_SUPPLIED DATA:_

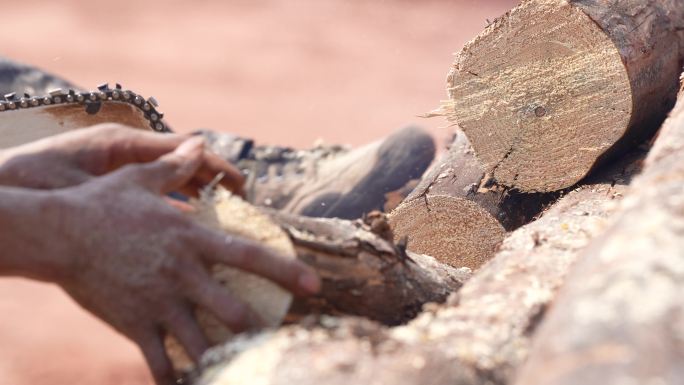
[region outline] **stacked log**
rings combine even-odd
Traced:
[[[681,384],[684,95],[622,211],[573,269],[519,384]]]
[[[242,337],[212,351],[197,384],[504,383],[579,251],[620,199],[638,156],[570,192],[513,232],[442,306],[406,326],[324,318]],[[302,365],[306,362],[306,365]]]
[[[556,191],[653,134],[683,59],[680,0],[525,0],[458,54],[445,109],[497,184]]]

_WHAT TO WORK ON:_
Your answer should contain only the lines from the beginning of the listing above through the line with "rings combine even-odd", copied exactly and without the pictures.

_TASK OUTPUT:_
[region outline] **stacked log**
rings combine even-odd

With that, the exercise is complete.